» WHAT THE EXERCISE ASKS
Give every line of the items below as a numbered list, skipping blank lines. Leave the pictures out.

Source records:
==========
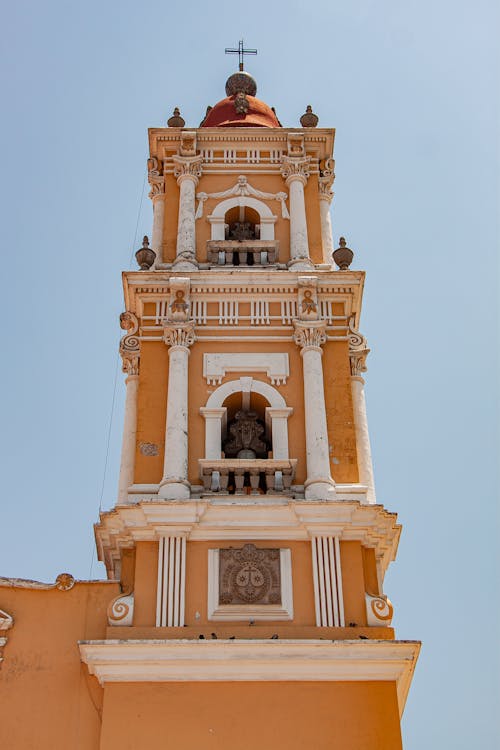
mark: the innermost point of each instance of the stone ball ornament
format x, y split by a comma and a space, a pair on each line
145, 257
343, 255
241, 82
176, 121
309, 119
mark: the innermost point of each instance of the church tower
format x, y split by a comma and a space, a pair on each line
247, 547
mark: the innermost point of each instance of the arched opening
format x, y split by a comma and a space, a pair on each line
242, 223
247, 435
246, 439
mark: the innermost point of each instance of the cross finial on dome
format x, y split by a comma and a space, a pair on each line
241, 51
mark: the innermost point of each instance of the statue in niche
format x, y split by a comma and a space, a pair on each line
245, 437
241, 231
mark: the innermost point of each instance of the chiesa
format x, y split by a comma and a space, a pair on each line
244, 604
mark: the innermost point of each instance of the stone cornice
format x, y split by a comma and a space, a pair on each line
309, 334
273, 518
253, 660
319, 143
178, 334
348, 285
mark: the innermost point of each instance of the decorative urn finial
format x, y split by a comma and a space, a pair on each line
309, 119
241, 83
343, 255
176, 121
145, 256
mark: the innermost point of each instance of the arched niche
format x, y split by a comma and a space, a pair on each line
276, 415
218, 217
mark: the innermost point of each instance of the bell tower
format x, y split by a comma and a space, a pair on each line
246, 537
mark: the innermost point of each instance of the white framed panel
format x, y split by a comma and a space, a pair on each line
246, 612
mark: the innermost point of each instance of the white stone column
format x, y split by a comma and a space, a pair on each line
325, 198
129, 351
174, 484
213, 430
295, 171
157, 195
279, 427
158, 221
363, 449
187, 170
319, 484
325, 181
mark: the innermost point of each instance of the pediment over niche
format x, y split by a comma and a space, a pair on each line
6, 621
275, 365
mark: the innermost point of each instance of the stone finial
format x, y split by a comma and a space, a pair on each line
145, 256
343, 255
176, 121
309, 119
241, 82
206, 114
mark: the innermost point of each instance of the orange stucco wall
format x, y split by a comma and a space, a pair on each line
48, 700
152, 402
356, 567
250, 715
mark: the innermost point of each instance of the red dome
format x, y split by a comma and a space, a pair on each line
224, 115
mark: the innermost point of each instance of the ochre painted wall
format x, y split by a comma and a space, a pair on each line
==========
» WRITTEN ANSWER
1. mark: the innermost point of each instance of the stone ball ornament
2. format x, y split by a comma and a space, a pair on each line
3. 145, 257
4. 343, 255
5. 241, 82
6. 176, 121
7. 309, 119
8. mark: the innermost point of each instance of the church tower
9. format x, y split by a comma and a space, a pair on each line
10. 247, 547
11. mark: the innermost point of each instance of the arched opening
12. format x, y split by a comma and a space, a pair on each line
13. 242, 223
14. 247, 435
15. 246, 439
16. mark: the innermost point of each instance of the cross finial on dome
17. format x, y split by a comma and a space, a pair on each line
18. 241, 51
19. mark: the innermost point of each instance of the statue in niche
20. format x, y split by a comma and a space, a pair on each line
21. 245, 437
22. 241, 231
23. mark: the innermost point of each instance of the chiesa
24. format x, y split by a comma and a space, a pair on each line
25. 244, 604
26. mark: the innermost point of each instance of the stone cornice
27. format x, y split by a comma and a space, a pair on each line
28. 309, 334
29. 273, 518
30. 253, 660
31. 319, 143
32. 178, 334
33. 348, 285
34. mark: the innermost point of each instance of the decorative urn finial
35. format x, y split by a comma and a space, a pair on each line
36. 309, 119
37. 241, 83
38. 343, 255
39. 176, 121
40. 145, 256
41. mark: the innermost point of each instance of the arched niche
42. format x, y split by a comma and a space, a pair on each line
43. 276, 415
44. 218, 217
45. mark: the innermost point of each instance of the bell tower
46. format x, y split by a comma and a space, a pair on each line
47. 246, 537
48. mark: the innermost point of each instance of the white framed panel
49. format x, y split by a comma and a space, a pair on each line
50. 246, 612
51. mark: the innermost point of each instance of the white stone column
52. format x, y split by a comma and a space, a pair on each line
53. 325, 198
54. 129, 351
55. 174, 484
56. 213, 430
57. 295, 171
58. 157, 195
59. 279, 427
60. 158, 221
61. 363, 449
62. 187, 170
63. 319, 484
64. 325, 181
65. mark: the innermost point of each instance of the pediment over niche
66. format x, y split by a comma and a space, a pair on each line
67. 6, 621
68. 275, 365
69. mark: the innermost point of each instance of the stone finial
70. format x, y split by a comma and a space, a pair on each line
71. 145, 256
72. 343, 255
73. 176, 121
74. 309, 119
75. 241, 82
76. 206, 114
77. mark: the innermost point of each instance of the orange stucco wall
78. format x, y split by a comma and a space, a pair on each line
79. 48, 700
80. 152, 402
81. 356, 567
82. 250, 715
83. mark: the innermost point of each instance of the red dome
84. format x, y split by a comma and a space, a pair on each line
85. 224, 115
86. mark: the innermost point of each instance of the ochre painted wall
87. format x, y split by a comma and a space, a pair on each line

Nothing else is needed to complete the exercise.